- EXERCISE REQUIREMENTS: Copy all of the material exactly. Pictures are not to appear in the copy.

- SUPPLIED MATERIAL:
____________

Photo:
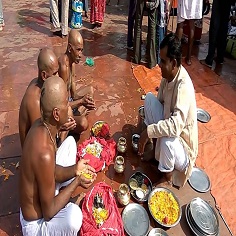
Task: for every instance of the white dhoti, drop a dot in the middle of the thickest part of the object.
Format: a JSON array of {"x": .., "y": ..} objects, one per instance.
[
  {"x": 66, "y": 156},
  {"x": 168, "y": 151},
  {"x": 68, "y": 221},
  {"x": 64, "y": 16}
]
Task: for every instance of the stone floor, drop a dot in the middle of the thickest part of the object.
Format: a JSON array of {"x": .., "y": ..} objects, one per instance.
[{"x": 117, "y": 97}]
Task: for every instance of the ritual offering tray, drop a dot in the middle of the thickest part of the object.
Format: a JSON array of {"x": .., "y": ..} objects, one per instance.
[
  {"x": 100, "y": 129},
  {"x": 164, "y": 207},
  {"x": 140, "y": 186},
  {"x": 157, "y": 232},
  {"x": 135, "y": 219},
  {"x": 202, "y": 218}
]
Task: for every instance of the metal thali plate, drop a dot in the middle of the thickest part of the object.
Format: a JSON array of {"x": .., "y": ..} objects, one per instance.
[
  {"x": 135, "y": 219},
  {"x": 190, "y": 223},
  {"x": 157, "y": 232},
  {"x": 199, "y": 180},
  {"x": 159, "y": 189},
  {"x": 203, "y": 116},
  {"x": 204, "y": 216}
]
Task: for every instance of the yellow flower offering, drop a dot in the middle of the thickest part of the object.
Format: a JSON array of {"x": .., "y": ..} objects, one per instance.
[{"x": 164, "y": 207}]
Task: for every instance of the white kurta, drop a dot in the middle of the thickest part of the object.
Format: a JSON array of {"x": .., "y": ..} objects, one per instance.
[
  {"x": 189, "y": 9},
  {"x": 68, "y": 221}
]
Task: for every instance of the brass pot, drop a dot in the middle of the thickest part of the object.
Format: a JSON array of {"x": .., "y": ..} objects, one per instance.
[
  {"x": 122, "y": 145},
  {"x": 123, "y": 194},
  {"x": 119, "y": 165}
]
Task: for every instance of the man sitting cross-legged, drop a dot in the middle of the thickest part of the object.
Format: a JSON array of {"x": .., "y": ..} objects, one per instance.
[
  {"x": 45, "y": 210},
  {"x": 30, "y": 108},
  {"x": 171, "y": 117},
  {"x": 81, "y": 101}
]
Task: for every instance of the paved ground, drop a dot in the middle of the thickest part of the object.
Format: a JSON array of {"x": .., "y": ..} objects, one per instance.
[{"x": 117, "y": 96}]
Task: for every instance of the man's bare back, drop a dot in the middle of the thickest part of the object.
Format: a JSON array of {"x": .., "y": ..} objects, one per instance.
[
  {"x": 39, "y": 172},
  {"x": 34, "y": 154},
  {"x": 28, "y": 108}
]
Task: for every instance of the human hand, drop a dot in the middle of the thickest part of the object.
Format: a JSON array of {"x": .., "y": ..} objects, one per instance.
[
  {"x": 83, "y": 167},
  {"x": 70, "y": 125},
  {"x": 88, "y": 102},
  {"x": 142, "y": 142}
]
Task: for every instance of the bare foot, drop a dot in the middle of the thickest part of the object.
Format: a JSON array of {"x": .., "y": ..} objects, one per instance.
[{"x": 188, "y": 61}]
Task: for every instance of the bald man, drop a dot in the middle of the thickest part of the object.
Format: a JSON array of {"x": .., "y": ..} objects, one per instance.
[
  {"x": 30, "y": 107},
  {"x": 44, "y": 210},
  {"x": 81, "y": 101}
]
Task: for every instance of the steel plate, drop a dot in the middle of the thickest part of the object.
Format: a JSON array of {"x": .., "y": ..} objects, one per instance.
[
  {"x": 204, "y": 216},
  {"x": 203, "y": 116},
  {"x": 136, "y": 220},
  {"x": 157, "y": 232},
  {"x": 177, "y": 200},
  {"x": 199, "y": 180}
]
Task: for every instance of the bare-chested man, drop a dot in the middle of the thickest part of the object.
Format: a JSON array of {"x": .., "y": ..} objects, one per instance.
[
  {"x": 30, "y": 107},
  {"x": 45, "y": 210},
  {"x": 81, "y": 101}
]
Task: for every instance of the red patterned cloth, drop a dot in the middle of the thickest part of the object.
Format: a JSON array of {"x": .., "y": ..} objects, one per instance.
[
  {"x": 97, "y": 11},
  {"x": 113, "y": 225},
  {"x": 106, "y": 156}
]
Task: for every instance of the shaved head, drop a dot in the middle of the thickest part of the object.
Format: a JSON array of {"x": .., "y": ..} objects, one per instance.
[
  {"x": 75, "y": 37},
  {"x": 53, "y": 95},
  {"x": 46, "y": 59}
]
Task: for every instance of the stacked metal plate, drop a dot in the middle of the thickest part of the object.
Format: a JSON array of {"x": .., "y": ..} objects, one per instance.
[{"x": 202, "y": 218}]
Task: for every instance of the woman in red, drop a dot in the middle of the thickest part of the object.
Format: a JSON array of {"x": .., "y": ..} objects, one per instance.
[{"x": 97, "y": 12}]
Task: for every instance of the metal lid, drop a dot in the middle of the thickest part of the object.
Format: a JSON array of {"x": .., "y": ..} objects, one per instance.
[
  {"x": 204, "y": 216},
  {"x": 199, "y": 180},
  {"x": 191, "y": 224},
  {"x": 203, "y": 116},
  {"x": 136, "y": 220}
]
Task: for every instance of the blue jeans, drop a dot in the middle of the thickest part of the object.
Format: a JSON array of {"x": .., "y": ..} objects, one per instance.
[
  {"x": 85, "y": 3},
  {"x": 160, "y": 34},
  {"x": 1, "y": 13}
]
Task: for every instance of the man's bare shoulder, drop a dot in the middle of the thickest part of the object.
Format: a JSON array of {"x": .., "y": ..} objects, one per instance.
[
  {"x": 40, "y": 151},
  {"x": 33, "y": 89},
  {"x": 63, "y": 61}
]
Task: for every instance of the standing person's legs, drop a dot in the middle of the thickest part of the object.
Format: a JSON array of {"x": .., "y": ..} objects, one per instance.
[
  {"x": 213, "y": 31},
  {"x": 64, "y": 17},
  {"x": 54, "y": 15},
  {"x": 160, "y": 34},
  {"x": 85, "y": 2},
  {"x": 223, "y": 31},
  {"x": 138, "y": 30},
  {"x": 190, "y": 41},
  {"x": 66, "y": 156},
  {"x": 151, "y": 39},
  {"x": 131, "y": 17},
  {"x": 1, "y": 16}
]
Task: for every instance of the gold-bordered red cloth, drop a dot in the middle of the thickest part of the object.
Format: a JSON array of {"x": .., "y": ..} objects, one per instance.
[{"x": 113, "y": 226}]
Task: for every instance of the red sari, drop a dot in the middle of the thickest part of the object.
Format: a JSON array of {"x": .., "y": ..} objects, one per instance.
[{"x": 97, "y": 11}]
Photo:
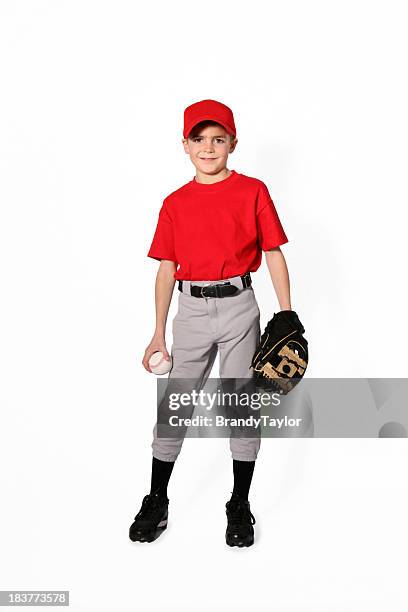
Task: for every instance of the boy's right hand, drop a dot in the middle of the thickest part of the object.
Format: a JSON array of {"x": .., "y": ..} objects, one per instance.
[{"x": 157, "y": 343}]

____________

- WORKED ANSWER:
Photo:
Task: for every instance of the white dhoti, drop a dot in the middle of the thickest part of the object.
Format: a JSON array of {"x": .., "y": ..} objects, one per instance.
[
  {"x": 66, "y": 156},
  {"x": 168, "y": 151},
  {"x": 68, "y": 221},
  {"x": 64, "y": 16}
]
Task: for every instance of the stone floor, drop a dot in the middle of the thickest part of the object.
Format: a JSON array of {"x": .., "y": ..} objects, one per instance.
[{"x": 117, "y": 97}]
Task: for every instance of the ritual offering tray, drop a dot in the middle of the thickest part of the object.
Format: a JSON array of {"x": .., "y": ..} objects, one per instance.
[
  {"x": 100, "y": 129},
  {"x": 164, "y": 207},
  {"x": 140, "y": 186},
  {"x": 157, "y": 232},
  {"x": 135, "y": 219},
  {"x": 202, "y": 218}
]
Task: for every instance of the metal thali plate, drop a dot in the middle of the thickest part of the object.
Format: a JSON array of {"x": .., "y": ..} objects, one per instance.
[
  {"x": 135, "y": 219},
  {"x": 190, "y": 223},
  {"x": 157, "y": 232},
  {"x": 199, "y": 180},
  {"x": 159, "y": 189},
  {"x": 203, "y": 116},
  {"x": 204, "y": 216}
]
Task: for every instance of the yellow flower offering, drop a dot in the middle of the thickest part of the object.
Format: a JSON array of {"x": .., "y": ..} objects, one per instance.
[{"x": 164, "y": 207}]
Task: for every instance of the white kurta, drop a dot in the middle of the thickest part of the object.
Format: a JSON array of {"x": .., "y": ..} objects, one per instance.
[
  {"x": 189, "y": 9},
  {"x": 68, "y": 221}
]
Task: for every instance of the brass pot, drop a dot in the middle of the thickest part of the object.
Format: a JSON array of {"x": .., "y": ..} objects, one per instance.
[
  {"x": 122, "y": 145},
  {"x": 123, "y": 194},
  {"x": 119, "y": 165}
]
Task: for every instance of the man sitting cross-legged, drop a dot in the middle of the thickest part of the object.
Format: a JSON array of {"x": .., "y": ..} objects, one per instance.
[
  {"x": 45, "y": 210},
  {"x": 30, "y": 108},
  {"x": 171, "y": 117},
  {"x": 81, "y": 101}
]
Task: for every instance of the paved ground, drop a dot in the middle of the thickest part of the object.
Format: a JSON array of {"x": .., "y": ..} objects, one per instance.
[{"x": 117, "y": 96}]
Task: for every instance of the man's bare back, drop a dot in the middle of the thickest part of the object.
Format: a JSON array of {"x": .., "y": ..} objects, one per instance.
[
  {"x": 39, "y": 172},
  {"x": 34, "y": 154},
  {"x": 28, "y": 108}
]
Task: for every instance of the human hand, drop a dot in the middle of the thickest part of the object.
Format: a JSON array of {"x": .., "y": ..} objects, one per instance.
[
  {"x": 83, "y": 167},
  {"x": 70, "y": 125},
  {"x": 88, "y": 102},
  {"x": 142, "y": 142}
]
Task: for every instance of the bare foot, drop a dot in the middle of the thickest part of the object.
Format: a JSON array of {"x": .., "y": ..} objects, one per instance.
[{"x": 188, "y": 61}]
Task: for every instance of the bald man, drop a dot in the middle of the thickest part of the object.
Format: a JSON array of {"x": .., "y": ..} objects, one per instance.
[
  {"x": 30, "y": 107},
  {"x": 44, "y": 210},
  {"x": 81, "y": 101}
]
Task: for every instance of the steel plate, drop a dot in the middle of the thickest part of the object.
Format: a JSON array of {"x": .., "y": ..} objects, one per instance.
[
  {"x": 204, "y": 216},
  {"x": 203, "y": 116},
  {"x": 136, "y": 220},
  {"x": 157, "y": 232},
  {"x": 177, "y": 200},
  {"x": 199, "y": 180}
]
Task: for every instance of the bare-chested man, drop a dot in the middle of the thickest part of the object.
Format: a JSON array of {"x": .., "y": ..} objects, one per instance.
[
  {"x": 30, "y": 107},
  {"x": 45, "y": 210},
  {"x": 81, "y": 101}
]
Task: for every instance of the red patterned cloth, drop a dot in the middle of the thickest part of the object.
Format: a JSON array of {"x": .., "y": ..} objects, one per instance.
[
  {"x": 97, "y": 11},
  {"x": 113, "y": 225},
  {"x": 106, "y": 156}
]
Task: for every instance of the shaved head, drop a dot in the middle of the thickest part of the object.
Format: a JSON array of {"x": .., "y": ..} objects, one per instance.
[
  {"x": 75, "y": 37},
  {"x": 53, "y": 95},
  {"x": 46, "y": 59}
]
Task: for every instance of the stacked metal plate, drop a dot in the middle of the thickest part of the object.
Format: a JSON array of {"x": .., "y": ..} objects, one per instance.
[{"x": 202, "y": 218}]
Task: for every instance of the woman in red, drop a dot in the middle of the thickest part of the object.
Format: a JSON array of {"x": .., "y": ..} objects, one per instance.
[{"x": 97, "y": 12}]
Task: for every instance of the metal lid, drop a dot in the middle of the thickest part of the object.
Format: a JSON array of {"x": .., "y": ..} objects, one per instance.
[
  {"x": 204, "y": 216},
  {"x": 199, "y": 180},
  {"x": 191, "y": 224},
  {"x": 203, "y": 116},
  {"x": 136, "y": 220}
]
Task: for every instance of the blue jeans, drop a dot in the middle of the thickest part of the object.
Format: a JSON array of {"x": .., "y": ..} objects, one per instance.
[
  {"x": 85, "y": 3},
  {"x": 160, "y": 34},
  {"x": 1, "y": 13}
]
Task: for every instance of the man's bare shoulder, drop a dot in the middle of the thickest part of the object.
Format: a JSON array of {"x": .., "y": ..} objects, one per instance.
[
  {"x": 40, "y": 151},
  {"x": 33, "y": 89},
  {"x": 63, "y": 61}
]
Task: for every instance of the standing person's legs, drop a dot in the middle of the thickest part of the object.
Format: a JSON array of {"x": .., "y": ..} objects, one per instance.
[
  {"x": 213, "y": 31},
  {"x": 64, "y": 17},
  {"x": 54, "y": 15},
  {"x": 160, "y": 34},
  {"x": 85, "y": 2},
  {"x": 223, "y": 31},
  {"x": 138, "y": 30},
  {"x": 190, "y": 41},
  {"x": 66, "y": 156},
  {"x": 151, "y": 39},
  {"x": 131, "y": 17},
  {"x": 1, "y": 16}
]
Task: for every instance of the gold-bordered red cloth, drop a dot in the middle of the thickest part of the object.
Format: a JSON array of {"x": .., "y": ..} objects, one per instance.
[{"x": 113, "y": 226}]
Task: for every instance of the red sari, drop a dot in the middle of the thickest part of the object.
Format: a JSON array of {"x": .., "y": ..} objects, one per instance.
[{"x": 97, "y": 11}]
Photo:
Task: for every instance of the boy's right hand, drop a dot in the middle of the thickest part of the object.
Format: a JSON array of {"x": .., "y": ..} objects, one per instance.
[{"x": 157, "y": 343}]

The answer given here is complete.